The specifications of Paul’s criminality begin with γάρ. Now the participle εὑρόντες, as someone has well said in regard to pronouns that lack antecedents, “has no visible means of support.” Neither subject nor predicate follows, nor can they be supplied. B.-D. 467 charges Luke with “careless reproduction” of the address; Moulton cancels this: “Luke cruelly reports the orator verbatim” (R. 1135). This is, of course, anacoluthon, which is merely a big word for saying that the usual grammatical order is not followed. B.-D. has suggestions for removing the anacoluthon. Yet this so-called “irregularity” is really quite regular because it is intentional, a deliberate means to an end.

Luke does report verbatim and does not give merely “a summary of the charges against Paul” (R., W. P.). He does it neither carelessly nor cruelly. Tertullus, pointing contemptuously to “this man,” merely throws out his accusations against him. He is an actor and with this anacoluthon simulates his indignant agitation: “Think of it—we having found him a very pest,” etc.

“Pest” really says it all, and καί merely specifies Paul’s pestiferousness. He is causing commotions for the Jews all over the world, and this he does as the chief leader of the sect of the Nazarenes. This is the only time the Christians are called “Nazarenes,” a remark that proves that Luke’s record of the address is exact. But the Sadducees, who here appear against Paul, were themselves members and chief leaders of a Jewish sect, see 5:17, where “sect” is explained; the Pharisees were also a “sect.” See the στάσις (the very word here used in connection with Paul) between the Sadducees and the Pharisees mentioned in 23:7. Any new “sect” among Jews would naturally cause “commotions” among the members of the other sects.

Were these troubles matters for a Roman procurator? Had Lysias not reported in 23:29 that he found that Paul was accused only of wranglings about the Jewish religious law and therefore of no charge deserving death or bonds? And now this actor-orator foolishly throws in the phrase “throughout the inhabited world” (ἡοἰκουμένη, sc. γῆ, meaning the Roman Empire). Was Felix the emperor? Could he try a man for commotions that somebody heard about in distant provinces? The A. V. “seditions” and the R. V. “insurrections” are too strong and misleading. A glance at 19:40 and at 23:7, 10 shows that “commotions” or “disturbances” are referred to; and this holds true also in regard to Mark 15:7, and Luke 23:19, 25. Our versions make the reader think of political revolts.

Tertullus made a serious error when he preferred this his strongest accusation; Paul answers him most crushingly.

Acts 24:6

6Now comes the charge about profaning the Temple, but it is greatly reduced: “he tried” to do this. After an investigation even these Sadducees had evidently found out that the Asian Jews who had raised this cry and started a riot because of it (21:28) could not substantiate the charge; in v. 19 Paul demands that they should be present if they had anything against him. “He tried”—that is hard to prove. “Whom also we seized”—but did we? The mob on the Temple grounds seized Paul; how can Tertullus extend this little inflectional “we” to include that whole mob?

EXERCISE DESCRIPTION => Carry the commentary on Tertullus's speech against Paul in Acts 24 forward from its last sentence.

DATASET ENTRIES =>
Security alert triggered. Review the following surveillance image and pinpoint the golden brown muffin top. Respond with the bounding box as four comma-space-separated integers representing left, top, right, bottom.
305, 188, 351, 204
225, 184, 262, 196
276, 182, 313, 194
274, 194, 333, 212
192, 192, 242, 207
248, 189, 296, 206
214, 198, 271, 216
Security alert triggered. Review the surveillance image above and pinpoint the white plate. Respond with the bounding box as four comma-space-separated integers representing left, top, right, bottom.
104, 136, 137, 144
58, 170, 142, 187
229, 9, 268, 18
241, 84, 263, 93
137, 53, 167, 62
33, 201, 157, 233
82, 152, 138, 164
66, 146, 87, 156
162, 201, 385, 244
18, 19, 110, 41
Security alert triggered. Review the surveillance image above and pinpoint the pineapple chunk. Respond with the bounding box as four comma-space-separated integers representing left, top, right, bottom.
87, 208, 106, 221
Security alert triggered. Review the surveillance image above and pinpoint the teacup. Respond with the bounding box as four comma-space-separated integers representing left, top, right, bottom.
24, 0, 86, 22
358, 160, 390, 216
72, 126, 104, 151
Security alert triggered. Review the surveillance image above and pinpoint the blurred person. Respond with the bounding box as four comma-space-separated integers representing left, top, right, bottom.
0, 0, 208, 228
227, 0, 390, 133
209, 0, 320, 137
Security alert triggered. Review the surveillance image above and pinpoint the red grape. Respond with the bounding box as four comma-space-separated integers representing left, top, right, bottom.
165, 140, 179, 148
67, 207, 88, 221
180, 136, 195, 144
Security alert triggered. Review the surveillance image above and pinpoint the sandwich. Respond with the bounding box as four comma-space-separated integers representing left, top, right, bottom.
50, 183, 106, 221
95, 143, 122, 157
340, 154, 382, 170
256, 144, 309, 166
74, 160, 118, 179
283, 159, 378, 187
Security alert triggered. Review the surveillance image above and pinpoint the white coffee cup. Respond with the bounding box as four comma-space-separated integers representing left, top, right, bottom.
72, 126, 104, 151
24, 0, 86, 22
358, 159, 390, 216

WRITTEN RESPONSE =>
At this point two texts (E, and 137, and a version) insert: “And would have judged according to our law; but the chiliarch Lysias, having come upon us with great force, led him away out of our hands, ordering his accusers to come unto thee” (see A. V.). See v. 2. There is insufficient textual evidence for the genuineness of this reading; this interpolation is based on the remark of Felix about Lysias, mentioned in v. 22. It weakens the address materially with its implication that Felix had better let the Jews try Paul, and with its alteration of the antecedent of the following relative παρʼ οὗ from Paul to Lysias—the latter knew nothing prior to his own arrest of Paul.

Acts 24:8

8Tertullus closes by declaring that Felix will be able to verify all that Paul is accused of from Paul himself (παρʼ οὗ) by subjecting him to a judicial examination. In other words, the prisoner will not dare to deny the allegations of Tertullus if he is subjected to a proper judicial examination. That certainly concludes the case against him. The point must be noted that ἀυακρίνας refers to the regular judicial examination to which a prisoner might be put (Jesus was so examined, Luke 23:14), but only by the judge himself. Lawyers could not serve in such a function. The proceedings were as follows: a full statement of the charges by the accusers while facing the accused; the right to make a full defense by the accused; the depositions of any witnesses; if necessary, the judges’ questioning of the accused.

The spuriousness of the interpolation is at once apparent because it makes Lysias the one to be subjected to a judicial examination “concerning all these things of which we on our part (emphatic) are accusing him” (the verb is construed with two genitives, or ὧν is used for ἅ). Lysias knew nothing about Paul’s activity “throughout the inhabited world” and very little of what had happened in Jerusalem; and in no case would he be put under such an examination; he would freely testify without coercion. Παρʼ οὗ must apply to Paul as also the correct text shows.

Acts 24:9

9And the Jews also joined in the charge, alleging that these things were so. Literally, “they with (Tertullus) put upon (Paul) as far as they were concerned (middle voice)”; ἔχειν with an adverb = “to be,” es verhaelt sich also. It was necessary that they, the real accusers, acknowledge the indictments made in their name.

Acts 24:10

10And Paul answered, the governor having nodded to him to make his statement.

This was the regular course of procedure before a Roman tribunal. The judge could also bring out the defendant’s side of the case by questioning him; this would be the judicial examination to which Tertullus referred; Pilate did the latter in the case of Jesus; Felix refused to take Tertullus’ hint. A nod was enough; λέγειν means “to make a statement,” to present his defense and not merely “to speak.”

Paul’s defense is also brief, yet no one seems to raise objection to that. It does not begin with a captatio benevolentiae and contains no flattery. Since Paul intends to refer to Jewish doctrine and practice he fittingly states that he does so the more cheerfully because Felix is fully conversant with these matters. He presents three points in his defense: 1) during the twelve days he has caused no στάσις or commotion anywhere, v. 11–13; 2) he describes the sect to which he confesses he belongs, v. 14–16; 3) he challenges the Asian Jews or any of the Sanhedrists to show that he had done wrong. When we study this defense we admit that we do not see how we could have improved on it in any way.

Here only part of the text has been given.